• [Task description] Write out again every line from the one containing "Objective — one pin per instance of the railing" through the end of the listing, inclusive, keeping the requests and shifting each coordinate in the answers by adding 42 to every number. Leave the pictures out of your answer.

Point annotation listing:

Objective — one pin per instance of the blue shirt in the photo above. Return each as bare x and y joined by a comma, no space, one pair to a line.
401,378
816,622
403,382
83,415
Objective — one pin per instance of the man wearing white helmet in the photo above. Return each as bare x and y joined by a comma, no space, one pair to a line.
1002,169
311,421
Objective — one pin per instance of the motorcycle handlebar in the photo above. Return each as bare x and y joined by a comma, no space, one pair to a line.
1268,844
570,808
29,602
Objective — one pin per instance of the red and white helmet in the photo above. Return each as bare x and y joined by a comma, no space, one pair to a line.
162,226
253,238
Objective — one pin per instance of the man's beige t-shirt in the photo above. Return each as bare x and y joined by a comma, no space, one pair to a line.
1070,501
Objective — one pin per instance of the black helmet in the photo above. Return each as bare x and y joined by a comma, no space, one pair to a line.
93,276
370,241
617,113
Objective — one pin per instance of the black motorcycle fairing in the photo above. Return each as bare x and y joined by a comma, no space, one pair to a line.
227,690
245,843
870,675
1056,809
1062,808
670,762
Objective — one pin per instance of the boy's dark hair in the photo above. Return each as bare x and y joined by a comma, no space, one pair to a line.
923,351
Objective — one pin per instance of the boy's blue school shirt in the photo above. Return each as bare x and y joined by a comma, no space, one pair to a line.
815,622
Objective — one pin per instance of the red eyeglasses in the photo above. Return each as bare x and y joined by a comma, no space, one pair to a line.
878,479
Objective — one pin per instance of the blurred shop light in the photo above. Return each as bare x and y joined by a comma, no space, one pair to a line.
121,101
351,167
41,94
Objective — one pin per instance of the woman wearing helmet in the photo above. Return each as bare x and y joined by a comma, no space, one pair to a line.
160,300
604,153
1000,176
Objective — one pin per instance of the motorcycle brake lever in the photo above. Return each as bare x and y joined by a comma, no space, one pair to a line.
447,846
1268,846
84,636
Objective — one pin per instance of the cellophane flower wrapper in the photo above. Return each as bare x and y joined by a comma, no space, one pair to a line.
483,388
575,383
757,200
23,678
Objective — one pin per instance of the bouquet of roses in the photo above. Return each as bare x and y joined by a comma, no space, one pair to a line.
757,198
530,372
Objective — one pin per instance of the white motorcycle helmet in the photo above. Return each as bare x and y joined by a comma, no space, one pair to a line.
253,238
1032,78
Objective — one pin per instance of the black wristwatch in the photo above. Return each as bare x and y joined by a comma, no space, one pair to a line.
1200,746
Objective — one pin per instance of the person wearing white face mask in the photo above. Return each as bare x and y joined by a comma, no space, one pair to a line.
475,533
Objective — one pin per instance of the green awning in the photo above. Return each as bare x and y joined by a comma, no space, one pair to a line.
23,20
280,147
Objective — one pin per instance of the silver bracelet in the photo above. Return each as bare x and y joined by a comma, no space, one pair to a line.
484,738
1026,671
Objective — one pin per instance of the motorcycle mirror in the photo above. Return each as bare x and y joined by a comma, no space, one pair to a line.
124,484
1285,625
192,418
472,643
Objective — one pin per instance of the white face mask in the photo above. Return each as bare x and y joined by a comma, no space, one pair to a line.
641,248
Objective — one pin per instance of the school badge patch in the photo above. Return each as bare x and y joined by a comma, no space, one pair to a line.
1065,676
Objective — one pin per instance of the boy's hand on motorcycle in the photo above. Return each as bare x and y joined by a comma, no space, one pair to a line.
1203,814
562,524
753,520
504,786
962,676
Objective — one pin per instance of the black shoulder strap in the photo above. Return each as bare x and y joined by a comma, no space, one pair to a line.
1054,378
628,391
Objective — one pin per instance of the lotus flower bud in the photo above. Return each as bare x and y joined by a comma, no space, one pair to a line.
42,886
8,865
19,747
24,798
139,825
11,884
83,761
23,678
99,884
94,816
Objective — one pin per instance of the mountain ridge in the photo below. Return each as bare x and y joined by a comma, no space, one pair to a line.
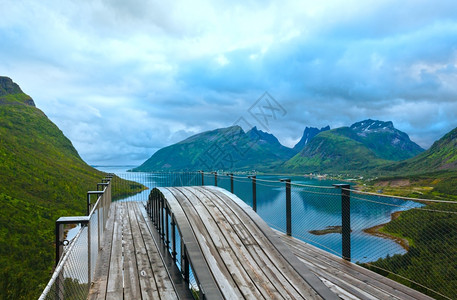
45,177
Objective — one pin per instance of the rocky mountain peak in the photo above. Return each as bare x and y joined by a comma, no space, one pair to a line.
372,126
308,134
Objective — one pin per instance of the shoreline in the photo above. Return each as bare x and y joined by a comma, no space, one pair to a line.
376,231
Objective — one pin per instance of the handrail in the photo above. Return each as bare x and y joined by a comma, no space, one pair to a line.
99,210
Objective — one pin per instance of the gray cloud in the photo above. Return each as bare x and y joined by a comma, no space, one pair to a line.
125,78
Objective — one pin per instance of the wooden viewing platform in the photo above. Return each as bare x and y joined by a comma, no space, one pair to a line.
235,255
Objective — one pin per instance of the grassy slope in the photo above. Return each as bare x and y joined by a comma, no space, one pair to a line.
42,177
224,148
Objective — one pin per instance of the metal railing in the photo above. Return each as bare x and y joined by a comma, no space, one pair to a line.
394,236
76,257
412,241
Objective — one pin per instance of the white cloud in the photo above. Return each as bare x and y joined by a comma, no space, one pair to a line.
129,77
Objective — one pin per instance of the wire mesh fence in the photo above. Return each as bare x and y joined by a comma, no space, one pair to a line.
70,279
78,255
412,241
140,184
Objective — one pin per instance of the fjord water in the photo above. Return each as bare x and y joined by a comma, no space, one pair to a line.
316,205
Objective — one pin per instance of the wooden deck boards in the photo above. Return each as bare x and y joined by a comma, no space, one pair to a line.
235,254
130,265
241,254
347,279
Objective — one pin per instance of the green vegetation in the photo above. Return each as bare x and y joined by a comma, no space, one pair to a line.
226,148
431,259
42,178
333,151
360,149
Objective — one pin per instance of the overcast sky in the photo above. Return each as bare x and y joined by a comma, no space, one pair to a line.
124,78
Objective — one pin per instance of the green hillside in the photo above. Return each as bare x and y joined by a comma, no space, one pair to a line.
42,177
441,156
333,151
225,148
360,148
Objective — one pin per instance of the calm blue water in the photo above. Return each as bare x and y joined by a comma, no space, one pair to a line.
313,208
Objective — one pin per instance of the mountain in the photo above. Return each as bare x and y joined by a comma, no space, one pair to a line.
308,134
385,140
441,156
360,147
225,148
42,178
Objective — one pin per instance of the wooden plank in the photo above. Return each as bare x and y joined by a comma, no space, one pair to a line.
211,221
98,289
249,265
263,253
293,278
161,278
267,233
209,254
214,285
340,278
147,282
114,288
361,278
131,277
176,280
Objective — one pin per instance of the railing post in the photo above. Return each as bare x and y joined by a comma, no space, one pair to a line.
345,219
254,193
173,238
88,198
167,229
161,219
288,207
88,255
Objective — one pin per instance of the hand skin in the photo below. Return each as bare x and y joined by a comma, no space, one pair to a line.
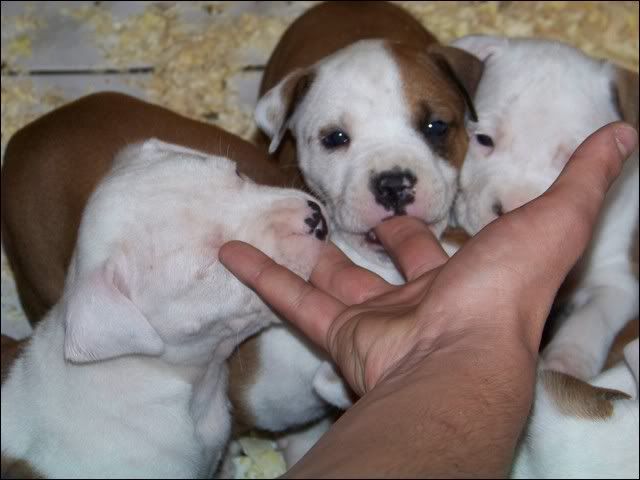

• [Solution]
Objective — one pin per instance of the railing post in the photo above. Return each as bare x and y joined by a comma, no space, one pair to a line.
387,261
296,235
215,280
130,240
209,271
203,261
330,249
130,297
Objective — one pin per instance of the hand skin in the photo below. Return each as bare x and y joined by a comma, no space, one pair to a line.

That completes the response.